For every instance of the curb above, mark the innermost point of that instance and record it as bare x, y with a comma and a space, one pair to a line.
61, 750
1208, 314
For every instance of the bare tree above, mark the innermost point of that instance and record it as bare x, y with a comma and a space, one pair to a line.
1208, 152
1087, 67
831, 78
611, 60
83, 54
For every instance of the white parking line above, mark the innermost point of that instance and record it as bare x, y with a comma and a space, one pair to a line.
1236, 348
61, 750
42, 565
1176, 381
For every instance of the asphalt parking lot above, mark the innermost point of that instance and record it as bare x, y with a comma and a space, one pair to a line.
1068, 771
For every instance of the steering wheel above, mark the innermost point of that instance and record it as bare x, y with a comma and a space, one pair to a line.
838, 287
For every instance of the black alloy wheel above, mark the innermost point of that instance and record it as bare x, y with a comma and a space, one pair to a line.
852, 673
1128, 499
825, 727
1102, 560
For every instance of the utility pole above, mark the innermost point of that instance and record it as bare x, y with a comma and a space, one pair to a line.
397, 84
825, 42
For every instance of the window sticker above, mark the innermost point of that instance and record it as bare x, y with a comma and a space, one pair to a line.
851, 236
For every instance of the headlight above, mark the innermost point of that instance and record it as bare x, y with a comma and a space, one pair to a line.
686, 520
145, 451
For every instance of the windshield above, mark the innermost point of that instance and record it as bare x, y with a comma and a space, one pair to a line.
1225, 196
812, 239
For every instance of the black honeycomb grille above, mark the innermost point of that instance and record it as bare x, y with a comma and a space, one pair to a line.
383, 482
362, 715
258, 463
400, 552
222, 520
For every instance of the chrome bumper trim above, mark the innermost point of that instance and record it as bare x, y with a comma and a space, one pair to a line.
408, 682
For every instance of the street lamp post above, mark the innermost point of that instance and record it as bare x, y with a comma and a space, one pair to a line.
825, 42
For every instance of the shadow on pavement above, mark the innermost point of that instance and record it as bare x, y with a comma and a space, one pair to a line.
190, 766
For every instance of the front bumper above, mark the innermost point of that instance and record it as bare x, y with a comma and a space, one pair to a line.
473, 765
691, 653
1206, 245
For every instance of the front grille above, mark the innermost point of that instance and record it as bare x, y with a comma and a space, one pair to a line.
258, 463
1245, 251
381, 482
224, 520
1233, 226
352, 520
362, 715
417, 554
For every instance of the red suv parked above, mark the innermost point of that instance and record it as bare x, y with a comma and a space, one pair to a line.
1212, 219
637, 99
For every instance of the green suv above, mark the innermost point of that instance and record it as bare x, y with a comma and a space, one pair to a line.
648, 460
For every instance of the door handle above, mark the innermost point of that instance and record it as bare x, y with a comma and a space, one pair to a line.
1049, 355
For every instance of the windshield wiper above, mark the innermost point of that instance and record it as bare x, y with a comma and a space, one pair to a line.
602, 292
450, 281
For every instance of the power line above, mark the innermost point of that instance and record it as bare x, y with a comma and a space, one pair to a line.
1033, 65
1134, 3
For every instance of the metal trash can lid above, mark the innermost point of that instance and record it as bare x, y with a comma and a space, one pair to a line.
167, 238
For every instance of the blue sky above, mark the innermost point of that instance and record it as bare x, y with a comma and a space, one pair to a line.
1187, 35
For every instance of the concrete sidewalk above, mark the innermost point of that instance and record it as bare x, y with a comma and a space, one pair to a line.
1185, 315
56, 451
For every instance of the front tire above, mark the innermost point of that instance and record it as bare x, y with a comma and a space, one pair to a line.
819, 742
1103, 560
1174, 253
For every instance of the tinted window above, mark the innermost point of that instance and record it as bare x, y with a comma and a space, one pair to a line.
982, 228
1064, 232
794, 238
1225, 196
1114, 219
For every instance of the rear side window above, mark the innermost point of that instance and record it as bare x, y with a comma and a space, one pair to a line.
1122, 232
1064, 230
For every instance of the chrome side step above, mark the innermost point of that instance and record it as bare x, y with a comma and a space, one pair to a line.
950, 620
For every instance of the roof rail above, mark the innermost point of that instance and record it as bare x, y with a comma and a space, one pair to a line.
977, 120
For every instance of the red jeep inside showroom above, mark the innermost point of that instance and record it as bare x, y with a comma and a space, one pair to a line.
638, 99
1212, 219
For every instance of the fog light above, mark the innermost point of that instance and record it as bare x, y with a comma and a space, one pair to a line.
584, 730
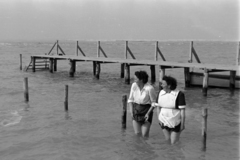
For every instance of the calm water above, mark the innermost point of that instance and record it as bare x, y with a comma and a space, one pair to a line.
91, 130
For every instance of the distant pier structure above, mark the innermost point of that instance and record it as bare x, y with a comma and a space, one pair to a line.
204, 78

———

WHAT YOU ARE ASKED TO DO:
Exclude all images and retype the data precisely.

RESULT:
For every instance of the curb above, mark the innermost point of that instance and record it as bare x, y with a comma and a space, one pair to a line.
61, 750
1208, 314
For every instance of the bare tree above, mark the innermost point of that instance and record it as bare x, y with a comma and a space, one pair to a line.
1208, 152
1087, 67
831, 78
611, 60
83, 54
For every instance of the white parking line above, mark the innermost point of that instance and record it as bare x, y with a comma and a space, one pair to a line.
1236, 348
61, 750
42, 565
1176, 381
For every instance of the asphalt parking lot above, mark the innermost point of that instance and record it as bare x, y with a comma and a space, one pair to a line.
1068, 771
For every instance of the steering wheel above, mark the innermost point of that instance and record it as bare x, y with a comma and a space, one pair to a line.
838, 287
For every instance of the black alloy wheel above, mark the innermost point of that instance and record it as bare x, y with a comma and a space, one pair to a line.
852, 673
1128, 499
825, 727
1102, 560
For every instance of the utility pole above, mark the innermost point of that instance and record it as bare x, y with a comma and a space, one pair to a line.
397, 84
825, 42
For every instance of the window sticker above, mark the innermost point of that instance and record it as bare x, y with a comma and a space, one pair to a line.
851, 236
For every instance of the headlight above, mark the innermost point of that instance and record it as bare x, y with a comma and a space, one pair to a line.
686, 520
145, 451
For every instance of the windshield above, mark the innermost point of that instance and record it as bare x, y with a comma and a space, one pair to a line.
1225, 196
812, 239
For every instance of the black honeycomb grille above, mark the innermost point of that instance and record it as bare x, y with a comma and a space, one pair to a line.
383, 482
362, 715
258, 463
400, 552
222, 520
For every instance of the chrome bumper trim above, mark the innermost point of that instance and record it as bare x, y with a comma and a space, one pair to a line.
408, 682
For every instance of the street lamp post above, mark the innermost point of that instance and record it as bare x, y with a comma and a space, one pair to a line.
825, 42
For every instance of the shadow on pavement above, mark the innermost point of that instance and record it as bare x, y with a comma and a space, one pair to a line.
190, 766
For every instance of the front bumper above, mark the innermost point of that instance and record it as bare x, y with a comma and a space, one pair to a line.
473, 765
691, 653
1206, 245
For every instance of the front grille above, mark the innermost point of that instance and record it as bare x, y with a comma and a space, one pair to a line.
258, 463
1245, 251
381, 482
224, 520
1233, 226
352, 520
362, 715
417, 554
For every instance of the red suv parked above, mark the innermost point of that instance and record it as bare x, y with a comma and a space, one pair to a line.
1212, 219
637, 99
For every instance of the green suv above, mark the innermost point of that instance and record it as bare x, y with a comma and a space, one pair to a line.
648, 460
For every instance of the door handle above, mark the innermost point of that instance and record it as bare x, y with a comma and a space, one pair to a line.
1049, 355
For every instance of the windshield wiper above, mark the innermost point of that instance and record it as bare x, y with a comma and a space, one pair to a line.
602, 292
450, 281
For every instance of the power line above, mark the innermost point of that instance and record it as bare x, y with a comma and a space, one pair to a line.
1033, 65
1134, 3
For every instance of the metal trash can lid above, mark the innermost point of that instance and record it as bare x, y with a comma and a space, one pair to a line.
167, 238
For every instance of the blue sky above, mark the innermost point of that instance and record it as bare x, y with a comma and a space, one pair to a line.
1187, 35
For every instance of the concrete sidewalk above, mark the innermost point of that instance and record it as bare x, y with a comma and a space, one pair to a line.
1185, 315
56, 451
For every instance of the front tire above, mark the innermost point of that instance and record it as bare x, y with a comma and a space, one pair to a line.
819, 742
1103, 560
1174, 253
For every instance of the tinted window above, mark the innermost point of that instance and record it as bare x, y with a comma and a space, one pair to a line.
982, 228
1064, 232
794, 238
1225, 196
1114, 219
For every instance of the rear side window above, mark the innermost point of that instance and record it as bare x, y with a comma and a space, one pair to a line.
1122, 232
1064, 230
For every instance of the chrome side step above, mark the innermost point of that instance and record it as bare x, y with a comma and a space, one pair to a line.
950, 620
For every instance of the roof rail above, mark the innermost point of that instance and record it as bare x, y with a comma and a space, one pair to a line.
977, 120
For every instance of the red jeep inside showroom above, mark the innermost point of that instance and record it as bare x, y with a comma and a space, one pair to a line.
638, 99
1212, 219
For every instance of the fog light above, mark the innermost point of that instance and record it as bare x, y with a comma and a space, one pair to a line.
584, 730
For every instance of the calm water above, mark the innermost point of that instance and record it as bare x, y with a comma and a space, one pair to a line.
91, 130
For every instance of the distant pier structure above, mark the innermost point of that instance and record it as bare x, y with a comma and a space, one pair to a line.
204, 78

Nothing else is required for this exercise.